(Data items)
====

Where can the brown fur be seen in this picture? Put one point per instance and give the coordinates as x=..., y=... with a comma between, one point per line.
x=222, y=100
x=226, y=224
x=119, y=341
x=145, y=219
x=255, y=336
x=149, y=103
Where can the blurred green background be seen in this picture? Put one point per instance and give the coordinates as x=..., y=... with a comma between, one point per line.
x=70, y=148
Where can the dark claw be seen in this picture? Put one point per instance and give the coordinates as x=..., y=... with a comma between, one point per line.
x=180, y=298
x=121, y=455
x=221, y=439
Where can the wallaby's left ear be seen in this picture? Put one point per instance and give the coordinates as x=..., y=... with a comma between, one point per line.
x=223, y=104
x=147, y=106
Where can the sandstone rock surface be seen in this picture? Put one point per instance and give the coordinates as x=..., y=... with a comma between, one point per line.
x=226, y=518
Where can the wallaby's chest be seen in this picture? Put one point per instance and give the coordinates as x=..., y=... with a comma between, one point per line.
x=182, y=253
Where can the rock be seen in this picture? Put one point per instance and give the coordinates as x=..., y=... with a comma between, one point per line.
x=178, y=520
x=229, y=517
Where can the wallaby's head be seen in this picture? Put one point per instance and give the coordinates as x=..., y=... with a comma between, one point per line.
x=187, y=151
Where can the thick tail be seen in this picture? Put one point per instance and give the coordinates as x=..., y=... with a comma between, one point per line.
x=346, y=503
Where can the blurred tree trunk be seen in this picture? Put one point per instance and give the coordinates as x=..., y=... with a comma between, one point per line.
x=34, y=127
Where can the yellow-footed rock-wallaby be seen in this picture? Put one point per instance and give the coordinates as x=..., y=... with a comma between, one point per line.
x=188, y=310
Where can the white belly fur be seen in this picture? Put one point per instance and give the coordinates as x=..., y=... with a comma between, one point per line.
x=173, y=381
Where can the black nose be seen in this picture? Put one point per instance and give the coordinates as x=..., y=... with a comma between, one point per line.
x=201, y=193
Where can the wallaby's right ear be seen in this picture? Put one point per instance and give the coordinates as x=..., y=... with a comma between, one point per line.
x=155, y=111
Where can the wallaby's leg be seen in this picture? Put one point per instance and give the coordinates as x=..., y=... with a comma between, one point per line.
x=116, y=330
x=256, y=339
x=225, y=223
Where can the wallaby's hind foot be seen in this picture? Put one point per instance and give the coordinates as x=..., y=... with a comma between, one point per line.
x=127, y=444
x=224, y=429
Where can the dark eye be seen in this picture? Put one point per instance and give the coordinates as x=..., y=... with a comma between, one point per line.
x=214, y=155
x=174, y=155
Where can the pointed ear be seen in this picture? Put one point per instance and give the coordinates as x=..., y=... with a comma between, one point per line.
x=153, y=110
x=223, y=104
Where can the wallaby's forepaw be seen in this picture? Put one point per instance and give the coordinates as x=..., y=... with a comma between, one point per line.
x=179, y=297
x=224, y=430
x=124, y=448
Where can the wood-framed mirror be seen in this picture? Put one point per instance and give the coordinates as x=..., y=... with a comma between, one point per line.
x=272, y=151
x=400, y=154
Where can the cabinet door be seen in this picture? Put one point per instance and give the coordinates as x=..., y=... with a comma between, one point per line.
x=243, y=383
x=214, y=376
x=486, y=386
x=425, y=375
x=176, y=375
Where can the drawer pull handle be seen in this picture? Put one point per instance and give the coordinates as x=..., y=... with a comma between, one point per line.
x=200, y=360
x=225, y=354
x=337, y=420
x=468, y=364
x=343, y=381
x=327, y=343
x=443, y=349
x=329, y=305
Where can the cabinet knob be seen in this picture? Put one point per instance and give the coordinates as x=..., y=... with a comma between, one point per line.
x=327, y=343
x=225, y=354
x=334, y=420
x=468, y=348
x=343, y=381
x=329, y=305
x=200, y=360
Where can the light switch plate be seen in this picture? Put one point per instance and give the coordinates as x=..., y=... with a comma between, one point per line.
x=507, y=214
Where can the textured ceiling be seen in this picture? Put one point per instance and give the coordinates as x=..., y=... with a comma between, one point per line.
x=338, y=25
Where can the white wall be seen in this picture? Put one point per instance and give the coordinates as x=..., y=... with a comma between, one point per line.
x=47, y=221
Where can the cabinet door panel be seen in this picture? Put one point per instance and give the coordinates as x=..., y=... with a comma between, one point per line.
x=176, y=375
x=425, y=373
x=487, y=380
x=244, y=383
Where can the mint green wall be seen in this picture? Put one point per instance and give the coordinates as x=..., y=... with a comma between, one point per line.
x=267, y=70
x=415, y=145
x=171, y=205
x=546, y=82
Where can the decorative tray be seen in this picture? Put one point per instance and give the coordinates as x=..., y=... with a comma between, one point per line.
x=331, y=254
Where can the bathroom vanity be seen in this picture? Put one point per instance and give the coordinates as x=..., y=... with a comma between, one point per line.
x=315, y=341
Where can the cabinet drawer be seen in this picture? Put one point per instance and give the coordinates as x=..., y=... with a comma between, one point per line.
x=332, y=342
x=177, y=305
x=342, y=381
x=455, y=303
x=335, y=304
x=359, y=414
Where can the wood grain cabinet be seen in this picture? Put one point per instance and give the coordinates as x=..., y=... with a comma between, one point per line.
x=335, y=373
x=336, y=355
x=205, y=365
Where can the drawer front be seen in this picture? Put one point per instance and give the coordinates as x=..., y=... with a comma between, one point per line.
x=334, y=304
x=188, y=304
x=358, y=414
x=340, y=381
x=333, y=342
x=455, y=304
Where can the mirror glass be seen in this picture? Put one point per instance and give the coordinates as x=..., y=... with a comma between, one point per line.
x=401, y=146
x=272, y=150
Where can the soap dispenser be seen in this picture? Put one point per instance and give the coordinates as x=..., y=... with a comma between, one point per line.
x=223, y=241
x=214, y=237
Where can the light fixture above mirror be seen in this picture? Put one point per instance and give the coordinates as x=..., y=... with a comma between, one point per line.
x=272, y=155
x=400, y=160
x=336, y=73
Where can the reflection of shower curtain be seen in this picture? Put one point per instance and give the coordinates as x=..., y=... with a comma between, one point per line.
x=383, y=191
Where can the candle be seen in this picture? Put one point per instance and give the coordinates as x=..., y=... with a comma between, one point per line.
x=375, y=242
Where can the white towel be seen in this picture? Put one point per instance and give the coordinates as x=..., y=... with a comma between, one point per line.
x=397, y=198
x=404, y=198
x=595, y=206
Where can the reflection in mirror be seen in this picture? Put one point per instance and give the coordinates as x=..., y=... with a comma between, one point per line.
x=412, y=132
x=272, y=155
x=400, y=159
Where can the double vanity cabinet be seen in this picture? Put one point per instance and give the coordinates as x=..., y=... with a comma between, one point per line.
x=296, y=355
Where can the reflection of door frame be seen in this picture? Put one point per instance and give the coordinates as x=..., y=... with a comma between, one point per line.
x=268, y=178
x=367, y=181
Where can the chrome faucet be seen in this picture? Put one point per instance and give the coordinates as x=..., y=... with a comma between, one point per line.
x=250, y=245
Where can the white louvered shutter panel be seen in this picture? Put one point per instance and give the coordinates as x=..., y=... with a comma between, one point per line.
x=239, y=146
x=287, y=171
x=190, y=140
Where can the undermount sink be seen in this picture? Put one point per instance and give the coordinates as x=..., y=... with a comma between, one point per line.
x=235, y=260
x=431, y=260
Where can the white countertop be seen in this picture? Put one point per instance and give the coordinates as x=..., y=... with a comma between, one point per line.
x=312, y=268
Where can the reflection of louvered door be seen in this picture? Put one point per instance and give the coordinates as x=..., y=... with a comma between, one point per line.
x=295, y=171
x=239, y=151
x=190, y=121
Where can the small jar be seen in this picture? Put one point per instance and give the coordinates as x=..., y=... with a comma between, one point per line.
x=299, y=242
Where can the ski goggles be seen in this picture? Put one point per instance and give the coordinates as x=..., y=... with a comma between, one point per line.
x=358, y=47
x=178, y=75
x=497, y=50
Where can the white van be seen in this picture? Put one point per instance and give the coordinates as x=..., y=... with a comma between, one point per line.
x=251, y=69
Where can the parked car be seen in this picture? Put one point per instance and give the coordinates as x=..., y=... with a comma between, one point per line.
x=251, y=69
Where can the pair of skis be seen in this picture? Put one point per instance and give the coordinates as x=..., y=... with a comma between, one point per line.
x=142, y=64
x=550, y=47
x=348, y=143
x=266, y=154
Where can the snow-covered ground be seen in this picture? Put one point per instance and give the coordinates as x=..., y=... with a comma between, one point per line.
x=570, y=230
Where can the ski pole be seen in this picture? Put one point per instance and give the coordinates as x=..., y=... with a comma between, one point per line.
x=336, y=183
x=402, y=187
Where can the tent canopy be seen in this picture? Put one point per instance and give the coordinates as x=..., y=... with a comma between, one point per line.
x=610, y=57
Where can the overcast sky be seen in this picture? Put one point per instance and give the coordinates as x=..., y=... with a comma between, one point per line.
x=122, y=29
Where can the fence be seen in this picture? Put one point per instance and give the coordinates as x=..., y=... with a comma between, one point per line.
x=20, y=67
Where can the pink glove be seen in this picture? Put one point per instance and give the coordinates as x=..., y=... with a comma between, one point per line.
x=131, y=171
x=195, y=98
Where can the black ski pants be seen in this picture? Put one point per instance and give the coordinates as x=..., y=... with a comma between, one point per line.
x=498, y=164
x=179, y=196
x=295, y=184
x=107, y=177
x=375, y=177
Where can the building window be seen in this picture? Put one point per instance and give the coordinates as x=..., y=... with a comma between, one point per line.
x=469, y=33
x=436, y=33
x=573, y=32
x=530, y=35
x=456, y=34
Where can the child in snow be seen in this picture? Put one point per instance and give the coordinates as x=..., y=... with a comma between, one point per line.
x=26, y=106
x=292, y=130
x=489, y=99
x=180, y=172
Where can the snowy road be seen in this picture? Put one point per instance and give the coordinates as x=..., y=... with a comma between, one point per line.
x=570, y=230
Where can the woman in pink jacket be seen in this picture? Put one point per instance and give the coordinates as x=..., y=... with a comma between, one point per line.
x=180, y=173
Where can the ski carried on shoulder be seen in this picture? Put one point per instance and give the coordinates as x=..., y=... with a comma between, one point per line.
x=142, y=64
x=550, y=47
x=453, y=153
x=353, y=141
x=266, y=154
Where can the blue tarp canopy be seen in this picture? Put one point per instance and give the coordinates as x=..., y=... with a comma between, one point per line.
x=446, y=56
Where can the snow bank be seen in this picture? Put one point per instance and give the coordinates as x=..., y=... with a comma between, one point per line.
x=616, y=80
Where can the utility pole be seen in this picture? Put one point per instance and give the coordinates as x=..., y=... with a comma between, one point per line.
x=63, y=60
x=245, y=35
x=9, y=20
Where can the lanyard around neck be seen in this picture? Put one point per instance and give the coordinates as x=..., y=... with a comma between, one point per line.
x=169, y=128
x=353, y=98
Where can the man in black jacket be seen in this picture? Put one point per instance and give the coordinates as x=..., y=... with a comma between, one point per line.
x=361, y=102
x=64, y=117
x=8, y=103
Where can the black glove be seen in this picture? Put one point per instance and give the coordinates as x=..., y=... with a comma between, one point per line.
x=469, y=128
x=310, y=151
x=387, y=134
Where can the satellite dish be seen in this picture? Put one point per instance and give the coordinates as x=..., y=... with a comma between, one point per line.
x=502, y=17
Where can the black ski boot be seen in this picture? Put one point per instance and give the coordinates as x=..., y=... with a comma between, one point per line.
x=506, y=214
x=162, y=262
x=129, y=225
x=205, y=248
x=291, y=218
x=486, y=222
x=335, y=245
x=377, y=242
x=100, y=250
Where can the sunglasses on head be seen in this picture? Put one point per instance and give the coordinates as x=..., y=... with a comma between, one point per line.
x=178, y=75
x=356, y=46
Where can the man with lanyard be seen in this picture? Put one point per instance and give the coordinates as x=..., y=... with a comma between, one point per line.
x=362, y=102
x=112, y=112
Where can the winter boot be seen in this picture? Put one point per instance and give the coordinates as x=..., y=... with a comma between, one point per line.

====

REQUIREMENT
Retype the lines of the material verbatim, starting with the line containing "Where can the cabinet knob" and continuing through the line containing "x=507, y=214".

ANSWER TO THE TASK
Where can the cabinet knob be seen in this picture? Put one point per instance and give the coordinates as x=..., y=... with a comma between, one point per line.
x=327, y=343
x=225, y=354
x=334, y=420
x=468, y=348
x=343, y=381
x=329, y=305
x=200, y=360
Where can the light switch plate be seen in this picture? Put one point per instance and give the coordinates as x=..., y=... with a comma between, one point per line.
x=507, y=214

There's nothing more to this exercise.